What to do:
Reproduce every line of the data below, unchanged and in the same order.

▬▬▬

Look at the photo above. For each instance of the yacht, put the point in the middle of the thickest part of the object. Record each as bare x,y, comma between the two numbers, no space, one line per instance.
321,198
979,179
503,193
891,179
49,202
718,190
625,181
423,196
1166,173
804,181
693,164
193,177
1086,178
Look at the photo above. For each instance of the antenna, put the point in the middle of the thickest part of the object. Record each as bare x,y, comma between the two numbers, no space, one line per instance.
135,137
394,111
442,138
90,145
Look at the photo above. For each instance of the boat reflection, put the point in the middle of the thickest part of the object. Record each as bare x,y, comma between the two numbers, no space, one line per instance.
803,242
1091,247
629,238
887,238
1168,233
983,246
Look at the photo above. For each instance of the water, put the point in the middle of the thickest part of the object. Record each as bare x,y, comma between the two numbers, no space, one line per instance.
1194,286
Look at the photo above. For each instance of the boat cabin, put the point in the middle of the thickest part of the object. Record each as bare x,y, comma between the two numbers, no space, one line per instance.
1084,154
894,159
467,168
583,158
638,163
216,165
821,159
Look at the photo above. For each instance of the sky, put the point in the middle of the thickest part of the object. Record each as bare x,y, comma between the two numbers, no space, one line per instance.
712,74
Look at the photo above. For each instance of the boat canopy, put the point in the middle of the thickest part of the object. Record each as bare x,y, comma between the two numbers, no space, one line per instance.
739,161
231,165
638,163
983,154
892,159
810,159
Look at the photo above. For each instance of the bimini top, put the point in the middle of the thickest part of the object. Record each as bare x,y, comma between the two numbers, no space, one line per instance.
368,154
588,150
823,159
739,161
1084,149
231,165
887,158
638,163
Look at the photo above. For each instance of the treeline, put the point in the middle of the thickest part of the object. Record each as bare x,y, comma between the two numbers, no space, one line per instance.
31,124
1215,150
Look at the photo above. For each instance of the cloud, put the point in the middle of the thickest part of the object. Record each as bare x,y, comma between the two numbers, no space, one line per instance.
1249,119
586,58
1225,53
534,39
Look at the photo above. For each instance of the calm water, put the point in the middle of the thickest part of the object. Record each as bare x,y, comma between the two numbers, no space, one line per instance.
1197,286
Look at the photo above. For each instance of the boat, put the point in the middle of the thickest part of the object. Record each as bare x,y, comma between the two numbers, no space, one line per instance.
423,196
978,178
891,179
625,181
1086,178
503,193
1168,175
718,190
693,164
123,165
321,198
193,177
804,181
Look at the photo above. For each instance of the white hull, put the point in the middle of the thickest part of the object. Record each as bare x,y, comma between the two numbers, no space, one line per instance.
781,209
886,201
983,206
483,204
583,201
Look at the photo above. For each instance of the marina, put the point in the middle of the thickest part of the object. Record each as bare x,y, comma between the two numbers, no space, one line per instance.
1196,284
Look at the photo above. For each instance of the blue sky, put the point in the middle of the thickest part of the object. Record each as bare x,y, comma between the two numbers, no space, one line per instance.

▬▬▬

Result:
Look at the photo above. For each instance of the yacht, put the point in the middle of the thickest part of the object. Record each as bare x,y, comma between the two numbers, no space, one line per instance.
321,198
979,179
503,193
891,179
49,202
718,190
625,181
423,196
1166,173
804,181
693,164
193,177
1086,178
Look at the photo above. For each instance of the antenna, put the point in the middle of the thickest part of the object. Record each as bare x,y, comma between the two numbers, no space, one line per instance.
135,137
394,111
442,138
90,145
Look at the photo above. For each instance of the boat reflection, put the point in the middle of the thickest part of the object. Record each as bare x,y, comma between the two numbers, no space, one line per instance.
803,242
1091,247
629,238
887,238
1168,233
983,246
Look at the photo above. For each instance of the water, put the point in the middle of the thickest part of the object. Record each as bare x,y, comma between the two numbers, no space, one line per instance.
1194,286
Look at the photo above. For each instance of the boat cabin, put the point in the middle of the thickest part of the object. Record each as bare x,y, comma between the two numbers, no space, one line per instance.
1084,154
894,159
467,168
583,158
638,163
216,165
821,159
Look at the photo above. For each instance of the sky, put the point in the middle of the thickest part of the object. Record each as bare x,y, comma between the two numbers, no space, one line per instance.
712,74
Look at the photo above. For each instance of the boat canopy, put the point in the middle of the thickest part of the object. Record each as bare x,y, comma between the two numbers, no space, one line per instance.
739,161
231,165
638,163
983,154
892,159
810,159
Look at the photo above. For each instance of the bimini top, put the point in the middle of the thickest part of the object. Record each as bare x,y, comma between the two numbers, no space, one line per instance.
368,154
588,150
823,159
739,161
1084,149
231,165
887,158
638,163
Look at the photo above. For each instance of the treeline, put the point in the middle of the thickest part of the object. Record each as bare x,y, comma between the two numbers, no space, one line per instance.
31,124
1215,150
Look at the photo above. For each instance of the cloud, put the point in the middle of the thickest part of the object. Record each as bare x,y, comma between the two numbers, no space, one line per instance.
1249,119
586,58
1225,53
534,39
Look at the photo above. For each instance of the calm water, put the point in the middle of the thickest part of the object. Record each as bare x,y, comma between the two numbers, no space, one line per instance.
1197,286
Look at the photo above. For each instance of the boat, put the point in the middle of the thickest part of the object. Record each as bare x,y, comma between the two numbers, no space, one line per instance.
423,196
978,178
891,179
625,181
1086,178
503,193
1168,175
718,190
693,164
123,165
321,198
193,177
804,181
Look at the photo above. For each instance of the white hull, put the point in the middle of the thickest part of the object. Record each as bare x,y, comma between the two numbers, no space, one line per instance.
781,209
886,201
983,206
483,204
583,201
Look at the photo above. For each instance of the marina, put the point in the middle of the thickest part of the object. Record each as bare x,y, comma between the two numbers, no space, one line per instance.
1196,284
Look at the photo above. For each instance of the blue sky, put the point in the middle of the thickest part of the object. Record each as bare x,y, comma between the two numbers, no space, one line per instance.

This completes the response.